[PASSAGE CITÉ]
1L’Utopia1 de Thomas More, parue à Louvain en 1516, a constitué un des plus grands succès littéraires du XVIe siècle européen : treize éditions latines, quatre anglaises, deux françaises, deux hollandaises, une allemande et une italienne en attestent. Dans cet ouvrage d’un genre nouveau, un monde imaginaire est créé qui permet de réfléchir à celui où nous vivons, questionnant ses propres fondements. Le narrateur, Raphaël Hythlodée, marin portugais (discret hommage aux découvertes maritimes menées à bien par les Portugais, surtout celle du Brésil en 1500), est le porte-parole de Thomas More, l’ami d’Érasme, celui dont le cardinal Reginald Pole (1500-1558) a pu dire, en s’adressant à ses concitoyens anglais : « You killed the best of Englishmen. » Grand humaniste, Thomas More connaissait l’œuvre de Platon2, éditée en latin par Marsile Ficin en 1484, mais probablement aussi les écrits de Joachim de Flore, particulièrement ceux ayant trait à la vie monastique, dont l’organisation a certainement inspiré celle de l’insula Utopia3.
2Nous donnerons ici au mot utopie le sens qui lui est généralement attribué au cours du XXe siècle, où il devient plus clairement relié à une structure socio-politique donnée, et moins à un genre littéraire, comme cela avait été le cas auparavant. Nous pensons bien évidemment au type de structure sociopolitique à caractère utopique comme celle qui s’est écroulée, en 1989, à Berlin, après une longue et douloureuse transmutation en dystopie.
3En effet, de nos jours les mots utopie et totalitarisme tendent à se répondre en écho, entraînant une forme de rejet commun, qui met entre parenthèses la réalité anthropologique sous-tendant l’élan utopique, à savoir la propension naturelle qu’a l’homme à se projeter dans un avenir qu’il revêt de ses rêves et de ses espérances (nous faisons référence au « principe espérance », au « paysage du souhait4 », chers à Ernst Bloch, à investir dans le présent ses projets pour le futur, afin que celui-ci puisse donner le jour à toutes ces possibilités encore en germe. Ces rêves peuvent à leur tour tourner au cauchemar, lorsque la vision future de l’Histoire se pare des couleurs de la fureur apocalyptique.
4En tous les cas, l’utopie, qu’elle soit littéraire ou ancrée dans une idéologie politique ou religieuse, porte en elle la semence de la subversion, celle d’un ordre établi, quel qu’il soit. À l’imperfection qui est notre lot, la construction utopique prétend substituer une forme de perfection, concept fantomatique bâti à partir d’éléments divers, pour la plupart religieux (le mythe du paradis perdu), mais aussi esthétiques, éthiques, jouant la plupart du temps avec des processus d’inversion par rapport au réel. La perfection n’étant pas de ce monde, cette mécanique terrifiante d’une beauté anormale glisse graduellement vers la monstruosité, suivant en cela un processus tout à fait paradoxal : en effet, en prétendant par définition se trouver nulle part, au-delà de l’historicité, elle finit par s’imposer partout, dans une volonté de tout contrôler dans les moindres détails, dans le but de s’assurer de la bonne pénétration du modèle qu’une minorité a choisi d’imposer.

[À FAIRE] Recopiez fidèlement, dans le texte sur l'utopie, le passage allant de « 2Nous donnerons ici » jusqu'à « transmutation en dystopie. » inclus.

[DONNÉES EXTRAITES]
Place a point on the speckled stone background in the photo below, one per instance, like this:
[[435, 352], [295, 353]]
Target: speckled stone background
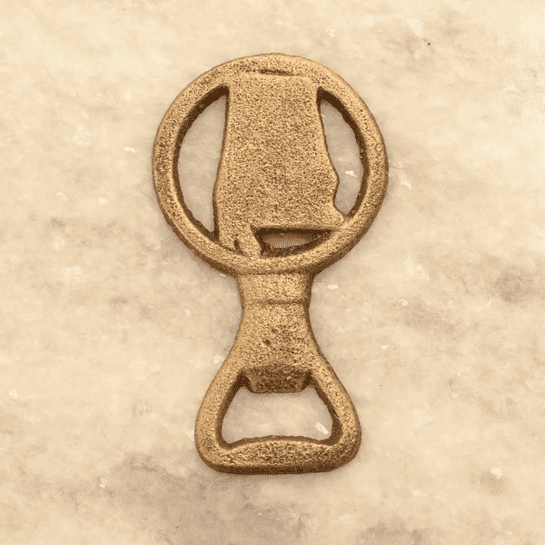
[[112, 330]]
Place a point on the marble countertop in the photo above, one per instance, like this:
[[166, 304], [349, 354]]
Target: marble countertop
[[112, 330]]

[SOLUTION PROPOSÉE]
2Nous donnerons ici au mot utopie le sens qui lui est généralement attribué au cours du XXe siècle, où il devient plus clairement relié à une structure socio-politique donnée, et moins à un genre littéraire, comme cela avait été le cas auparavant. Nous pensons bien évidemment au type de structure sociopolitique à caractère utopique comme celle qui s’est écroulée, en 1989, à Berlin, après une longue et douloureuse transmutation en dystopie.